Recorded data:
┄┄┄┄┄┄┄┄┄┄
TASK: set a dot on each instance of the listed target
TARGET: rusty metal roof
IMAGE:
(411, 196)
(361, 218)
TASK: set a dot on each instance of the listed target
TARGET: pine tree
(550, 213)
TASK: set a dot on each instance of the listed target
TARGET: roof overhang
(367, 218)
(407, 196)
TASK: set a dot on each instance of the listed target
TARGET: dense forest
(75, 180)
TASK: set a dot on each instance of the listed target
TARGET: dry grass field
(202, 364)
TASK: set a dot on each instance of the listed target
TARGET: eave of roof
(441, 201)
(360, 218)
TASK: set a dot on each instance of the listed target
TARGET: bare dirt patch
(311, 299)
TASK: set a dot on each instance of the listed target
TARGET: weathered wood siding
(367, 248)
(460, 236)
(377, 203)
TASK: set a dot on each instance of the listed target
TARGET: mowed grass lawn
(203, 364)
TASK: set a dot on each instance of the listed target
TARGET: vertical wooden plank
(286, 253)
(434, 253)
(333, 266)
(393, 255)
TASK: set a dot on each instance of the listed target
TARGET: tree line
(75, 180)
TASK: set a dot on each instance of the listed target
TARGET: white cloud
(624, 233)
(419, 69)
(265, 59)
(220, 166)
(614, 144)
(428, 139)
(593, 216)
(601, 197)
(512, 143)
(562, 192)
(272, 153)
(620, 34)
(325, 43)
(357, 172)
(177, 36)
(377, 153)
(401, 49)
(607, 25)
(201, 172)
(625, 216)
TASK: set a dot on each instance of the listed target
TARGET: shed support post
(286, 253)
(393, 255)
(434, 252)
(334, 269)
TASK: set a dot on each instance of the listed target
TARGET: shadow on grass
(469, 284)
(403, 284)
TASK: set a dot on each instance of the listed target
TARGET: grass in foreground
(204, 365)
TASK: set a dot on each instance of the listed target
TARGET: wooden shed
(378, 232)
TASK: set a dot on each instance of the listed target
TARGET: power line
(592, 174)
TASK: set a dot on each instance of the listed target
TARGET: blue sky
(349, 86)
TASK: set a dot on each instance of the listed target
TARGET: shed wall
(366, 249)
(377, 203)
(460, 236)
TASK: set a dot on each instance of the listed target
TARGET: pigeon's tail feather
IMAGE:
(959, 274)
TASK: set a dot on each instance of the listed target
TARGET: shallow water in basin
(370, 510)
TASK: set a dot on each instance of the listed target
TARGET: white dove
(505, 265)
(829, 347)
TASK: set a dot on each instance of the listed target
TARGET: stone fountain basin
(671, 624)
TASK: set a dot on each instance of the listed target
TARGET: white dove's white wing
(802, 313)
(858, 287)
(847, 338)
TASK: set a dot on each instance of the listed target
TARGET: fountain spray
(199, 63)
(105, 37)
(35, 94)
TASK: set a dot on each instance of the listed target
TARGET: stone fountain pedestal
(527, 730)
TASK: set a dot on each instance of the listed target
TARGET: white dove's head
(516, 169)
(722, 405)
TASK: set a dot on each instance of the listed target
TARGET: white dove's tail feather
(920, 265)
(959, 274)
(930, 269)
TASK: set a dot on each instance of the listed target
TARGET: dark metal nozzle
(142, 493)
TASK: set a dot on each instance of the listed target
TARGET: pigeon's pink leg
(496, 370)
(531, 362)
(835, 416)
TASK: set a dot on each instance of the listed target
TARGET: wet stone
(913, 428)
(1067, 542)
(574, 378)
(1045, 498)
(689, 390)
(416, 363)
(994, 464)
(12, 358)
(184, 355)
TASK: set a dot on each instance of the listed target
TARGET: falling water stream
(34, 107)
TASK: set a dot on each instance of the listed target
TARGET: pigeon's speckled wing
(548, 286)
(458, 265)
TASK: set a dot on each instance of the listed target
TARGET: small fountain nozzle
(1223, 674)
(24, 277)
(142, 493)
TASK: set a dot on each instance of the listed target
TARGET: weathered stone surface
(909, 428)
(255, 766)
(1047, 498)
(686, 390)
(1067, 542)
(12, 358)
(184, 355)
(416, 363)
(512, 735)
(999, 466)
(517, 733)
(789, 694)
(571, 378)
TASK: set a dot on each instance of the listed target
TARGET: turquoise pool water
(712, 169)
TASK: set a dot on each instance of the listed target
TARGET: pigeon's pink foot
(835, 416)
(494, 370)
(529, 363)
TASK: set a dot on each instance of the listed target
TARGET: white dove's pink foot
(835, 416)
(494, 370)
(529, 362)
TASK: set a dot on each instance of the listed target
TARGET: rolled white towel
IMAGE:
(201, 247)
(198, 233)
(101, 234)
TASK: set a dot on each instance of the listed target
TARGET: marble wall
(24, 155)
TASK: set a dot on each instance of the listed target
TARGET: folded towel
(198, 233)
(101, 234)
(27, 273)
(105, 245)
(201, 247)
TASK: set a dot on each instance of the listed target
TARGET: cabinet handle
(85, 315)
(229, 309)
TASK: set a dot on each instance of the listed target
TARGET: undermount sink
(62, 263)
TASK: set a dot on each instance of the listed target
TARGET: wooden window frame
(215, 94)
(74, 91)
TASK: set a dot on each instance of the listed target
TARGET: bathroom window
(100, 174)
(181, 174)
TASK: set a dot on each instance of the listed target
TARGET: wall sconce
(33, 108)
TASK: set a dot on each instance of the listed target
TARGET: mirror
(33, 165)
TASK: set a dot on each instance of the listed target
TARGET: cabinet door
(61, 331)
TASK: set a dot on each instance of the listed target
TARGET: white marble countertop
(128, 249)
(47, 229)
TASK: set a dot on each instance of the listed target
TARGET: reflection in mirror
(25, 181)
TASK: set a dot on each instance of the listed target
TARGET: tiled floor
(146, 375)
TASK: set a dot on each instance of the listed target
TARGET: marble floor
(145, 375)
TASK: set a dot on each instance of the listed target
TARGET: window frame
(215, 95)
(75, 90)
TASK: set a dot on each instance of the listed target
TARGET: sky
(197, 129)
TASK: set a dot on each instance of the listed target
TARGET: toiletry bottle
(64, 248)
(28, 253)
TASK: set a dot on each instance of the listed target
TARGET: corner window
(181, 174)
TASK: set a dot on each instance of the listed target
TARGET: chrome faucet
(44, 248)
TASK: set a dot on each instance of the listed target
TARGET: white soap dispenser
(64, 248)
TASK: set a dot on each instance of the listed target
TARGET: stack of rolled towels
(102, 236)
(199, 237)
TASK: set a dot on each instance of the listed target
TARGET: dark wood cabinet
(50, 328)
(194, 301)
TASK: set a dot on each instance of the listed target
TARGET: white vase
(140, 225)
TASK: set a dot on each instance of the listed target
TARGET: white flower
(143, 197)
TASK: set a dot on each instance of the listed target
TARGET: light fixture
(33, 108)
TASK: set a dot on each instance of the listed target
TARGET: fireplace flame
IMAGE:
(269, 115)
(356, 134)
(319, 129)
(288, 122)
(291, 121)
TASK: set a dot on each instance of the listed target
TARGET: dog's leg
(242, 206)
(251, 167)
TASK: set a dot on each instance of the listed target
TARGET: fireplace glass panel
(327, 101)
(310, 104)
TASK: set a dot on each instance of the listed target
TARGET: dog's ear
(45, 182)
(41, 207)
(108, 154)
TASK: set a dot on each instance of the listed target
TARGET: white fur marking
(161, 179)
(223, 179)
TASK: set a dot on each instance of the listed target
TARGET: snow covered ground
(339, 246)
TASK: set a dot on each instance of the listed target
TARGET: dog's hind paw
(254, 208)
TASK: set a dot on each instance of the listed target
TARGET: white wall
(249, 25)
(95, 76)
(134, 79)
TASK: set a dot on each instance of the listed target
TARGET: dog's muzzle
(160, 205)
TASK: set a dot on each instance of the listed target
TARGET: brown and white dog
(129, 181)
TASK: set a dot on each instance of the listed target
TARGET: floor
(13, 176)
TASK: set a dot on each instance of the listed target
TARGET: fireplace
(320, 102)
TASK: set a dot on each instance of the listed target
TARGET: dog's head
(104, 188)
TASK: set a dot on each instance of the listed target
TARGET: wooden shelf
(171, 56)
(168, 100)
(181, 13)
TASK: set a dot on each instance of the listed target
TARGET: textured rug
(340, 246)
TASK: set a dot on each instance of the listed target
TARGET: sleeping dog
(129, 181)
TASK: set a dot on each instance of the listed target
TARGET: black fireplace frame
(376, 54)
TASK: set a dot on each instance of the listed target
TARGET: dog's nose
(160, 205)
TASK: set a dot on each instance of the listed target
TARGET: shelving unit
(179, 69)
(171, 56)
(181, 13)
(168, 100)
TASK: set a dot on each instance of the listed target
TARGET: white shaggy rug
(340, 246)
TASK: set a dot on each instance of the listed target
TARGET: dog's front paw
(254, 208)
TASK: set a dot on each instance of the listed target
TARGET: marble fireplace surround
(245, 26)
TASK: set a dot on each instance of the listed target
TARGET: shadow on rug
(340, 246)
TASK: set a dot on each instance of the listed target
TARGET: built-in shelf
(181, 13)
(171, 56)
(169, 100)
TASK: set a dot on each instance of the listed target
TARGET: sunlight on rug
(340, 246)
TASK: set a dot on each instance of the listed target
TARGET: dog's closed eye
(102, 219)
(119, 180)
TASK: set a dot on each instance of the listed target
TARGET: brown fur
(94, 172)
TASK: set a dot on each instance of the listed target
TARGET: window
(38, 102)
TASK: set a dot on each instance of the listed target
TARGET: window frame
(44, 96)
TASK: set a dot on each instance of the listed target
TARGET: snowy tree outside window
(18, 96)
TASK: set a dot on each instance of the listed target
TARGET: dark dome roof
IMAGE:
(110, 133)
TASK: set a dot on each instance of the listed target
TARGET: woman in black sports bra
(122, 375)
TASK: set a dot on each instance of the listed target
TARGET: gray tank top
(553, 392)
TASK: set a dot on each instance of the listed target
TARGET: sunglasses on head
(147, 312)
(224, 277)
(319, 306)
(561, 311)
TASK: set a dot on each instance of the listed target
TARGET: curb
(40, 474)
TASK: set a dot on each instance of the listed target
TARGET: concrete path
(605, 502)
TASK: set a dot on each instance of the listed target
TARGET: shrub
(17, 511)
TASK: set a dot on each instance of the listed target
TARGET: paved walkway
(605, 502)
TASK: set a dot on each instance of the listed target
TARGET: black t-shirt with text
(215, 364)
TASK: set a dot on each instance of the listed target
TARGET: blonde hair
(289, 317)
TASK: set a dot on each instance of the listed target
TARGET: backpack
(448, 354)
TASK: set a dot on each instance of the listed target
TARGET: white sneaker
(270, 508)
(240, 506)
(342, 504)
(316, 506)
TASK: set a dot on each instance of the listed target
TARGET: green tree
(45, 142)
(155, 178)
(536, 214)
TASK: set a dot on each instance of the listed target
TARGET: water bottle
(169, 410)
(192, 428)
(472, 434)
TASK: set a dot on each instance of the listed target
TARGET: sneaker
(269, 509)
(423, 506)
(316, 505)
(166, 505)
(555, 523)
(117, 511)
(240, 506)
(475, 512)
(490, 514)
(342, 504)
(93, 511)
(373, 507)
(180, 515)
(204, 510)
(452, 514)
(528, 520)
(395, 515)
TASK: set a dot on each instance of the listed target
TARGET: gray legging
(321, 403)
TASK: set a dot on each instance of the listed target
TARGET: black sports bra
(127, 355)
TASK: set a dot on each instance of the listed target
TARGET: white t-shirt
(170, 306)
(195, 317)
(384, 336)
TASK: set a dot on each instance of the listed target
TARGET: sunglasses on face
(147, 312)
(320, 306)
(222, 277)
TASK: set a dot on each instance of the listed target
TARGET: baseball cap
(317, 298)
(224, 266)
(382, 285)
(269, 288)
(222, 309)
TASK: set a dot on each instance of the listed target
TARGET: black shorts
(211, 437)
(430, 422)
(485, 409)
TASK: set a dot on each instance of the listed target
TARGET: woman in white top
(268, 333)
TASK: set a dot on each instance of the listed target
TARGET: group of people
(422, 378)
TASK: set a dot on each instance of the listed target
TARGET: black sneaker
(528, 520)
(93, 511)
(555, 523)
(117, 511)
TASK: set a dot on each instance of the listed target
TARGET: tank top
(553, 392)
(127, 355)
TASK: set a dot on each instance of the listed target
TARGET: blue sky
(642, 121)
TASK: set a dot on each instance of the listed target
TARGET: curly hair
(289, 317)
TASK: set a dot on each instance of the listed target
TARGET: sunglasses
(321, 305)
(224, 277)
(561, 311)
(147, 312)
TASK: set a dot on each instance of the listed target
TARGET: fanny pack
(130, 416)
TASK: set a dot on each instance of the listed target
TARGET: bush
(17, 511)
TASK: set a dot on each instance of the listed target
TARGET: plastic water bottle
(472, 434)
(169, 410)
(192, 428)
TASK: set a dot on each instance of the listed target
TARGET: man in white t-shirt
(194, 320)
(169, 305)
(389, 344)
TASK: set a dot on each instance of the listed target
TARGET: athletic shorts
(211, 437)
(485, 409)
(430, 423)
┄┄┄┄┄┄┄┄┄┄
(ASSIGNED TASK): Transcribe exactly the lines from the one containing "TARGET: group of people" through the end of the records, both included, and nothing else.

(SOLUTION FOR THIS TASK):
TARGET: group of people
(422, 378)
TASK: set a dot on each instance of the listed target
TARGET: black sneaker
(528, 520)
(93, 511)
(555, 523)
(117, 511)
TASK: set a dot on each instance of the listed target
TARGET: tank top
(553, 392)
(127, 355)
TASK: set a dot on each instance of the listed target
TARGET: blue sky
(642, 121)
TASK: set a dot on each instance of the listed target
TARGET: curly hair
(289, 317)
TASK: set a dot on each instance of the listed target
TARGET: sunglasses
(321, 305)
(224, 277)
(561, 311)
(147, 312)
TASK: set a dot on each instance of the listed target
TARGET: fanny pack
(130, 416)
TASK: set a dot on each instance of the listed target
TARGET: bush
(17, 511)
TASK: set a dot on each instance of the listed target
TARGET: plastic water bottle
(472, 434)
(169, 410)
(192, 428)
TASK: set a dot on each instance of the listed target
TARGET: man in white t-shirt
(194, 320)
(169, 305)
(389, 344)
TASK: set a dot on each instance of the listed target
TARGET: athletic shorts
(211, 437)
(485, 409)
(430, 423)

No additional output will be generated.